[Records taken from a collection]
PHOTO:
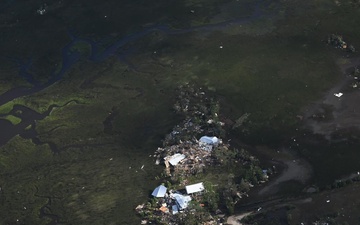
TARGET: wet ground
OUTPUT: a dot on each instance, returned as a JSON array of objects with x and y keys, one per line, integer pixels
[{"x": 119, "y": 64}]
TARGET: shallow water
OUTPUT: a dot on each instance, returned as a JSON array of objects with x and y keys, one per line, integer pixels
[{"x": 267, "y": 59}]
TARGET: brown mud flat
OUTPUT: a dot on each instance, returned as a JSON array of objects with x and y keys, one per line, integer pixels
[
  {"x": 307, "y": 208},
  {"x": 344, "y": 110}
]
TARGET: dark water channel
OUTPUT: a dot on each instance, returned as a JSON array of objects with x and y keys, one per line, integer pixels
[{"x": 342, "y": 158}]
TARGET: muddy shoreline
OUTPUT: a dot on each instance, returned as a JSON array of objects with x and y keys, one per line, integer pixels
[{"x": 292, "y": 165}]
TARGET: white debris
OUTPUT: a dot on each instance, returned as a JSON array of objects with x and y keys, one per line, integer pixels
[
  {"x": 338, "y": 94},
  {"x": 175, "y": 159}
]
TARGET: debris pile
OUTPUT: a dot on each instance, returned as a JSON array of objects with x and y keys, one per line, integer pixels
[
  {"x": 193, "y": 145},
  {"x": 173, "y": 207},
  {"x": 337, "y": 41},
  {"x": 188, "y": 157}
]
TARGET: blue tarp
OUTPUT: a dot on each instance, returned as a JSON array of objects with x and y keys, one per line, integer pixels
[
  {"x": 159, "y": 191},
  {"x": 209, "y": 140}
]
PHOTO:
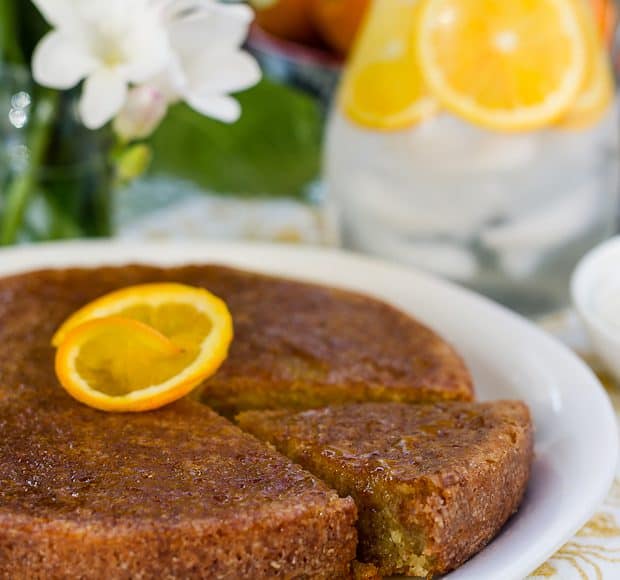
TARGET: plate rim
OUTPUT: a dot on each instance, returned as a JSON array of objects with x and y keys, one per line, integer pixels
[{"x": 117, "y": 252}]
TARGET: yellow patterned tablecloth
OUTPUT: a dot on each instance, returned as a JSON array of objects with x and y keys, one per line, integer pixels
[{"x": 594, "y": 552}]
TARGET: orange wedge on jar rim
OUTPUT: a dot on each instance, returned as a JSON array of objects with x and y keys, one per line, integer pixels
[
  {"x": 382, "y": 87},
  {"x": 597, "y": 90},
  {"x": 510, "y": 65},
  {"x": 142, "y": 347}
]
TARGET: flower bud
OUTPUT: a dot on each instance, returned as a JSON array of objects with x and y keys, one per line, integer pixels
[
  {"x": 142, "y": 113},
  {"x": 133, "y": 162}
]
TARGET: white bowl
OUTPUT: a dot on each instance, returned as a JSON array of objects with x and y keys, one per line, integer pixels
[{"x": 597, "y": 269}]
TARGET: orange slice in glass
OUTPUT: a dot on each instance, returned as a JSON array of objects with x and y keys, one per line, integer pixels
[
  {"x": 508, "y": 65},
  {"x": 382, "y": 87}
]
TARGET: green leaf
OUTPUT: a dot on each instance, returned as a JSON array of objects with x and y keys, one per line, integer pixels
[{"x": 274, "y": 149}]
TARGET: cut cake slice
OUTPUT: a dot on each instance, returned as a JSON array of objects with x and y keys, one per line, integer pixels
[
  {"x": 433, "y": 483},
  {"x": 176, "y": 493}
]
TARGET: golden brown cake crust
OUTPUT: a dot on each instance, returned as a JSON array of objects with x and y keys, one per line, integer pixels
[
  {"x": 176, "y": 493},
  {"x": 454, "y": 471},
  {"x": 296, "y": 345}
]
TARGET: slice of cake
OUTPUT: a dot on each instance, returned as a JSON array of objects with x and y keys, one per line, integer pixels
[
  {"x": 433, "y": 483},
  {"x": 296, "y": 345},
  {"x": 176, "y": 493}
]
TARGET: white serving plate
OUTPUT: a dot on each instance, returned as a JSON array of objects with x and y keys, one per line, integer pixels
[{"x": 576, "y": 435}]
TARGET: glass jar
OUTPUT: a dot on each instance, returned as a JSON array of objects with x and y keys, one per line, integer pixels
[
  {"x": 505, "y": 212},
  {"x": 56, "y": 181}
]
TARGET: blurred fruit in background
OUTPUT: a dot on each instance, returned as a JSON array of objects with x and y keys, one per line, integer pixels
[
  {"x": 332, "y": 24},
  {"x": 287, "y": 19},
  {"x": 605, "y": 15},
  {"x": 337, "y": 21}
]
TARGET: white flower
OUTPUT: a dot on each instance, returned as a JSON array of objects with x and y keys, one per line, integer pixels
[
  {"x": 181, "y": 49},
  {"x": 110, "y": 43},
  {"x": 144, "y": 109},
  {"x": 208, "y": 62}
]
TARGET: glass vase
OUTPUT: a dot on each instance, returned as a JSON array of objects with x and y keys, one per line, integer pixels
[{"x": 56, "y": 181}]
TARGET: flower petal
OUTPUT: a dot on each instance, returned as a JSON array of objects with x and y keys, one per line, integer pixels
[
  {"x": 142, "y": 112},
  {"x": 218, "y": 72},
  {"x": 59, "y": 62},
  {"x": 214, "y": 26},
  {"x": 224, "y": 109},
  {"x": 103, "y": 96},
  {"x": 56, "y": 12}
]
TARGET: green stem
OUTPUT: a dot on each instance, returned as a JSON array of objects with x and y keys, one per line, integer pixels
[
  {"x": 9, "y": 41},
  {"x": 20, "y": 190}
]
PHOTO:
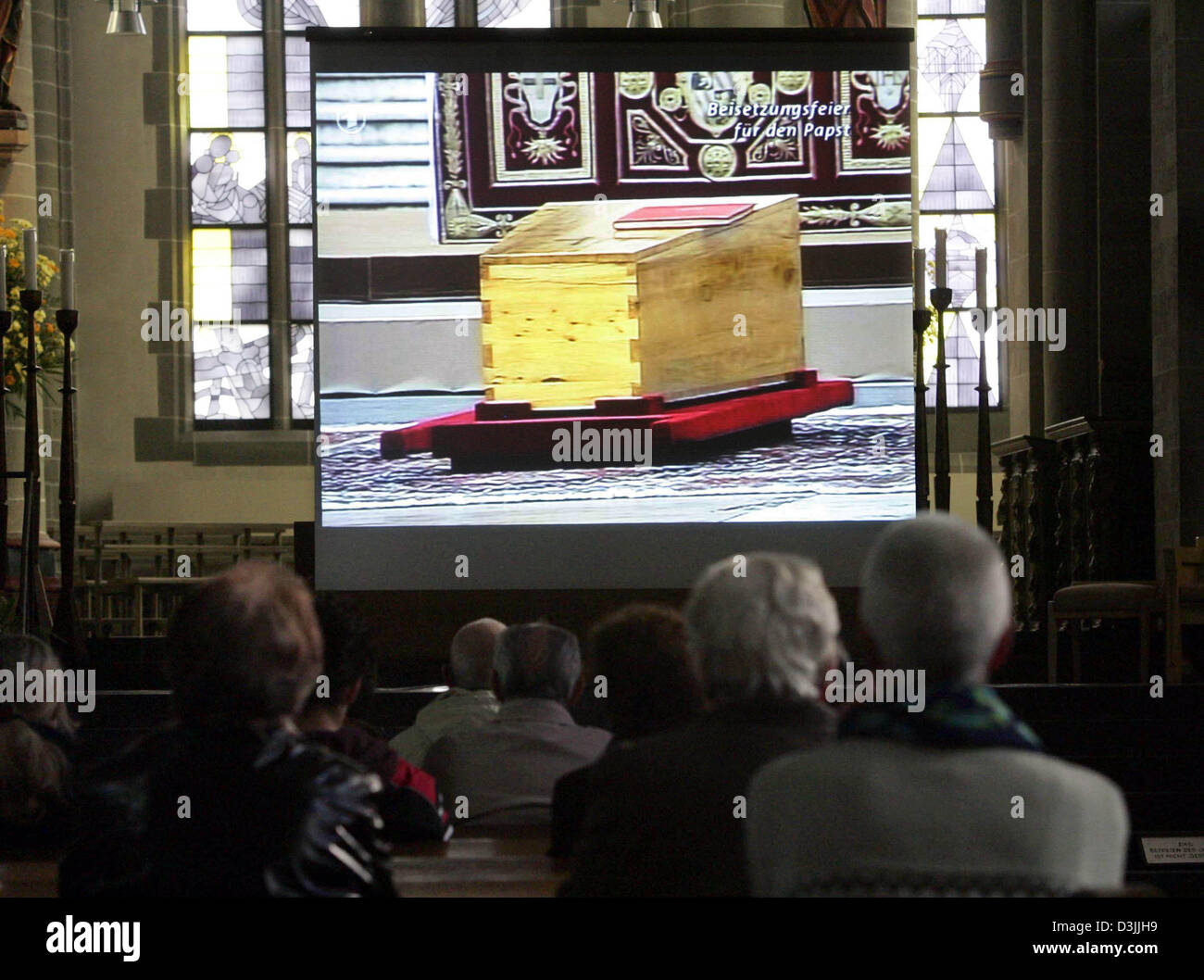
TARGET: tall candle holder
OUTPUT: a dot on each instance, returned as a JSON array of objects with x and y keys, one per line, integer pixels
[
  {"x": 29, "y": 598},
  {"x": 68, "y": 626},
  {"x": 985, "y": 488},
  {"x": 942, "y": 298},
  {"x": 920, "y": 320},
  {"x": 5, "y": 326}
]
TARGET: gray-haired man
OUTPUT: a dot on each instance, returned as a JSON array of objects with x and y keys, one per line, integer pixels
[
  {"x": 504, "y": 771},
  {"x": 469, "y": 702},
  {"x": 669, "y": 810},
  {"x": 959, "y": 798}
]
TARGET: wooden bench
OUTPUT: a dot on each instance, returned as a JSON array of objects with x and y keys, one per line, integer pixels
[
  {"x": 501, "y": 862},
  {"x": 510, "y": 864}
]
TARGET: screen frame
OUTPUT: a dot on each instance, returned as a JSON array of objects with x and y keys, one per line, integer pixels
[{"x": 578, "y": 555}]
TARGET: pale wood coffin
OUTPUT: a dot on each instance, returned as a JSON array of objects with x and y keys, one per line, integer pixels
[{"x": 573, "y": 310}]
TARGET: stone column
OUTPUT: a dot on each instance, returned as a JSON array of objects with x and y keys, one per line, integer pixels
[
  {"x": 1068, "y": 220},
  {"x": 1178, "y": 242},
  {"x": 1122, "y": 163}
]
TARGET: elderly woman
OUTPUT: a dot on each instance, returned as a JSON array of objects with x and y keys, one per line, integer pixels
[
  {"x": 230, "y": 800},
  {"x": 669, "y": 810},
  {"x": 35, "y": 748}
]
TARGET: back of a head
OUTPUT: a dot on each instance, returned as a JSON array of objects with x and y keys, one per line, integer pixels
[
  {"x": 762, "y": 625},
  {"x": 472, "y": 653},
  {"x": 651, "y": 684},
  {"x": 935, "y": 597},
  {"x": 245, "y": 647},
  {"x": 32, "y": 770},
  {"x": 537, "y": 660},
  {"x": 348, "y": 657},
  {"x": 35, "y": 655}
]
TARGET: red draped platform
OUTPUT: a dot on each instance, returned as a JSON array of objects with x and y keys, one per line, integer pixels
[{"x": 492, "y": 433}]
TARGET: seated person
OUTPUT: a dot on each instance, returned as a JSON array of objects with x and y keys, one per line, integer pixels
[
  {"x": 408, "y": 804},
  {"x": 959, "y": 796},
  {"x": 504, "y": 771},
  {"x": 667, "y": 810},
  {"x": 470, "y": 702},
  {"x": 650, "y": 687},
  {"x": 36, "y": 744},
  {"x": 230, "y": 800}
]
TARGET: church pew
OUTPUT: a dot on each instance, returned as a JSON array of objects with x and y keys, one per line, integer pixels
[{"x": 29, "y": 879}]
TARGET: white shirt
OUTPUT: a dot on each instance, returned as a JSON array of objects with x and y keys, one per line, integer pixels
[
  {"x": 868, "y": 807},
  {"x": 457, "y": 708}
]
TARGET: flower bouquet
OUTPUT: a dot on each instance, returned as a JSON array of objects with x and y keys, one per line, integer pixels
[{"x": 47, "y": 337}]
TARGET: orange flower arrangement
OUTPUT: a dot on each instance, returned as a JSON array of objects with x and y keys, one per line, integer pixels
[{"x": 48, "y": 344}]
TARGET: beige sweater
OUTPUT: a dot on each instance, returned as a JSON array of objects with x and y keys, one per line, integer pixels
[{"x": 871, "y": 807}]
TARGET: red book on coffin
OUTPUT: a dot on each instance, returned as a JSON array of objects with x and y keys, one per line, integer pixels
[{"x": 682, "y": 216}]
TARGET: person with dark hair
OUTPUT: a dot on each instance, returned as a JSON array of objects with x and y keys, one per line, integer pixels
[
  {"x": 36, "y": 744},
  {"x": 409, "y": 803},
  {"x": 502, "y": 772},
  {"x": 230, "y": 800},
  {"x": 639, "y": 653}
]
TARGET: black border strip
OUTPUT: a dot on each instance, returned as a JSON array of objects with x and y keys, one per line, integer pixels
[{"x": 344, "y": 49}]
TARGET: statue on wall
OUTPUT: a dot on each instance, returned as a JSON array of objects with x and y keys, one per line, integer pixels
[{"x": 11, "y": 117}]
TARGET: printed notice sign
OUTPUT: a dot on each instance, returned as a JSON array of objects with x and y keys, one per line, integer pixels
[{"x": 1173, "y": 850}]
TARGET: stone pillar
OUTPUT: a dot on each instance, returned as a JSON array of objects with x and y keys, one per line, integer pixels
[
  {"x": 19, "y": 189},
  {"x": 1002, "y": 105},
  {"x": 1122, "y": 163},
  {"x": 1068, "y": 220},
  {"x": 1178, "y": 242}
]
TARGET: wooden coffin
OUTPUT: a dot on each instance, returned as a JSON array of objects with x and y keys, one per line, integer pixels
[{"x": 573, "y": 310}]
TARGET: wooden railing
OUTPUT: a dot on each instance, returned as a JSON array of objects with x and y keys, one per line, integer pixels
[{"x": 131, "y": 577}]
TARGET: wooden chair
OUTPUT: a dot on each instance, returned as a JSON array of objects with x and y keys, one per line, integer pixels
[
  {"x": 1102, "y": 599},
  {"x": 1185, "y": 601}
]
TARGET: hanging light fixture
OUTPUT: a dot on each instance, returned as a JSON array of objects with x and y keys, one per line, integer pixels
[{"x": 125, "y": 17}]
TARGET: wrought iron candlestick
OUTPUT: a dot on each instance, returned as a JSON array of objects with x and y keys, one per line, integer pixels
[
  {"x": 985, "y": 488},
  {"x": 68, "y": 626},
  {"x": 28, "y": 598},
  {"x": 942, "y": 298},
  {"x": 920, "y": 320}
]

# [DIRECTIVE]
Arrange the part of the listing that opens with the line containing "TARGET: hanging light fixture" and continues through the end of the listing as a numbered list, one line per item, omitting any blank lines.

# [EXERCISE OUTPUT]
1. TARGET: hanging light fixture
2. OUTPUT: a dot on each instance, returned as a JSON array of objects with x and y keys, one per line, integer pixels
3. [{"x": 125, "y": 17}]
4. TARGET: wrought iron candlestick
5. OUTPUT: a dot on each instance, returned as a JSON array of objects with x and y keys, one per line, integer pixels
6. [
7.   {"x": 985, "y": 488},
8.   {"x": 68, "y": 626},
9.   {"x": 28, "y": 598},
10.   {"x": 942, "y": 298},
11.   {"x": 920, "y": 320}
12. ]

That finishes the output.